(Kutipan Teks)
######

Sebagian ulama berpendapat : di-makruh-kan berpuasa hari ‘Asyura (10 Muharram) saja tanpa digandeng dengan puasa hari Tasu’a (9 Muharram) karena menyerupai orang-orang Yahudi. Tetapi ulama lain membolehkannya meskipun pahalanya tidak sesempurna jika digandeng dengan puasa sehari sebelumnya.

Ketika Rasulullah SAW diberitahu oleh orang-orang Yahudi bahwa mereka berpuasa pada hari ‘Asyura adalah untuk mengenang kemenangan Nabi Musa AS atas Fir’aun beserta bala tentaranya, maka beliau pun bersabda dalam haditsnya yang artinya:

Kami lebih berhak (untuk mengikuti) Nabi Musa ‘alaihis salam daripada kalian“.

Kemudian, agar tidak menyamai puasanya orang-orang Yahudi maka beliau SAW mengan-jurkan berpuasa sunnah tanggal 9 (Tasu’a) dan 10 Muharram (‘Asyura).


D. Puasa Sunnah di Bulan Rajab

            Dalam QS At Taubah : 36 diinformasikan bahwa semenjak diciptakannya langit dan bumi telah ditetapkan oleh Allah bilangan bulan sebanyak 12, kemudian dtinformasikan pula bahwa di antara 12 bulan itu ada 4 bulan yang disebut bulan haram (bulan yang mulia) yang artinya: :

“Di antara 12 bulan itu ada 4 bulan haram (QS At Taubah : 36).

Maka dalam Hadits Imam Bukhari dijelaskan oleh Rasulullah SAW bahwa 4 bulan haram itu adalah 3 bulan berurutan : Dzul Qa’dah, Dzul Hijjah, Muharram, kemudian meloncat : bulan Rajab. Me-ngenai puasa sunnah pada bulan-bulan haram itu, para ulama berbeda pendapat dalam tiga versi :

1.   Menurut ulama Madzhab Maliki dan Madzhab Syafi’i, disunnahkan puasa pada keseluruhan 4 bulan haram itu.

2.   Menurut ulama Madzhab Hanbali hanya disunnahkan puasa pada bulan Muharram saja berda-sarkan sabda Nabi SAW, ”Shalat yang paling utama sesudah shalat fardlu adalah shalat malam, sedangkan
     puasa yang paling utama setelah puasa Ramadhan adalah puasa pada bulan Muharram” (HR Muslim).

######

(Data Terekstraksi)

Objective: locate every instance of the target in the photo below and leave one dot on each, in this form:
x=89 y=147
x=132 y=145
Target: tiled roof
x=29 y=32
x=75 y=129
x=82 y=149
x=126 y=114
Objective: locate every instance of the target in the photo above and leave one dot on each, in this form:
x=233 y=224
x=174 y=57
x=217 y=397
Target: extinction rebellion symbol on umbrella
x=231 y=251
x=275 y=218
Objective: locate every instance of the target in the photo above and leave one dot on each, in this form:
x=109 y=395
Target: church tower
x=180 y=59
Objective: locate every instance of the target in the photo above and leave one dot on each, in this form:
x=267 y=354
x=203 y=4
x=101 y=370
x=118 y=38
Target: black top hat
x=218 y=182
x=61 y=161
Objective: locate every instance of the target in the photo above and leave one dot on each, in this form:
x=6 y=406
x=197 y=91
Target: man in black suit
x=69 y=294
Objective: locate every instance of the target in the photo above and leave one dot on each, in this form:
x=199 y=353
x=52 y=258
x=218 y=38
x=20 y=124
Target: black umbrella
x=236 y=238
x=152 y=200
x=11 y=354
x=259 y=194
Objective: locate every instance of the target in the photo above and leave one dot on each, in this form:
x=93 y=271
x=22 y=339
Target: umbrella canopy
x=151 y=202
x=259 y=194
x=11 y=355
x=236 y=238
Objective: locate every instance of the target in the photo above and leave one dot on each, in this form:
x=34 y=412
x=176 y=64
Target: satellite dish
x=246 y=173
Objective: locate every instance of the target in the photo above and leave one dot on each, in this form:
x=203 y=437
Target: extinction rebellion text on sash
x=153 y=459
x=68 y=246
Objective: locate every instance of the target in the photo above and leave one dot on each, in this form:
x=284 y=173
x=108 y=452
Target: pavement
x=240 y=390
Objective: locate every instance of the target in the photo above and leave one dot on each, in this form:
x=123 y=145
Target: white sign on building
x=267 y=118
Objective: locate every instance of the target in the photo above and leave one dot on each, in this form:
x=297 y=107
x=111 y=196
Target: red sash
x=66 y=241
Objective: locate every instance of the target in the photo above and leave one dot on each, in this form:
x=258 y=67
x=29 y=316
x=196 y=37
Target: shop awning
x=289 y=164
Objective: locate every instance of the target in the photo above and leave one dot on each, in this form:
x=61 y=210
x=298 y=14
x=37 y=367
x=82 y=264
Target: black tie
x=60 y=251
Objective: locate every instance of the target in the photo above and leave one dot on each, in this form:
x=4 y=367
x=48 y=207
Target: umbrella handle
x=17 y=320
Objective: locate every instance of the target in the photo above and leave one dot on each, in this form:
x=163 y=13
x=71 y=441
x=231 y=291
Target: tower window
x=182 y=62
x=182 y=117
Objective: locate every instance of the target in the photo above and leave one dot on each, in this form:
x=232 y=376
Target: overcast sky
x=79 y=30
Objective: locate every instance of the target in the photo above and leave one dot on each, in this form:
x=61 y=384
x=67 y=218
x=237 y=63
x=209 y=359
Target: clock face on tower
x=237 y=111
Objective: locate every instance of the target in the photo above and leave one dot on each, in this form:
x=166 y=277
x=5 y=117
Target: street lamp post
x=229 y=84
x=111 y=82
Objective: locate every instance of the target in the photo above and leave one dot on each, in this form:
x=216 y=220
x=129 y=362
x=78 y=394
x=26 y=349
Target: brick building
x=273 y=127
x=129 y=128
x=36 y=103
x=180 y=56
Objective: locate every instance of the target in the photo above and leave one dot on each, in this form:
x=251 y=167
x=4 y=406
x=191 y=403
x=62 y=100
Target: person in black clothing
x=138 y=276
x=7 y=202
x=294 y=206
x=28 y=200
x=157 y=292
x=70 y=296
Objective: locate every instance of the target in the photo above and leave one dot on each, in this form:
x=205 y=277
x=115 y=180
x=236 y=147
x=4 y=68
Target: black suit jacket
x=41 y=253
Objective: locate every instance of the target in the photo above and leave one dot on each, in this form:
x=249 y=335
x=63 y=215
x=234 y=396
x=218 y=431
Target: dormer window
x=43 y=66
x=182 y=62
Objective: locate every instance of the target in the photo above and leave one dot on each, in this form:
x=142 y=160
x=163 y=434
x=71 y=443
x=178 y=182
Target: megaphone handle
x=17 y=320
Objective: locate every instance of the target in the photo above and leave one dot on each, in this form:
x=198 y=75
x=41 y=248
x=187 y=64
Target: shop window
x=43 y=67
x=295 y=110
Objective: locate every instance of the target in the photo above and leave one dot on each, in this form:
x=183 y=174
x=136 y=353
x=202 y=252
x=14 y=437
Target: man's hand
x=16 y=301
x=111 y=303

######

(Tugas Singkat) Salin ulang bagian teks tentang puasa sunnah yang dimulai dari "Sebagian ulama berpendapat" dan berakhir pada "10 Muharram (‘Asyura).", lalu tukar "bala tentaranya" dengan "pasukannya". Kerjakan hanya berdasarkan teks tentang puasa sunnah.

(Jawaban Lengkap)
Sebagian ulama berpendapat : di-makruh-kan berpuasa hari ‘Asyura (10 Muharram) saja tanpa digandeng dengan puasa hari Tasu’a (9 Muharram) karena menyerupai orang-orang Yahudi. Tetapi ulama lain membolehkannya meskipun pahalanya tidak sesempurna jika digandeng dengan puasa sehari sebelumnya.

Ketika Rasulullah SAW diberitahu oleh orang-orang Yahudi bahwa mereka berpuasa pada hari ‘Asyura adalah untuk mengenang kemenangan Nabi Musa AS atas Fir’aun beserta pasukannya, maka beliau pun bersabda dalam haditsnya yang artinya:

Kami lebih berhak (untuk mengikuti) Nabi Musa ‘alaihis salam daripada kalian“.

Kemudian, agar tidak menyamai puasanya orang-orang Yahudi maka beliau SAW mengan-jurkan berpuasa sunnah tanggal 9 (Tasu’a) dan 10 Muharram (‘Asyura).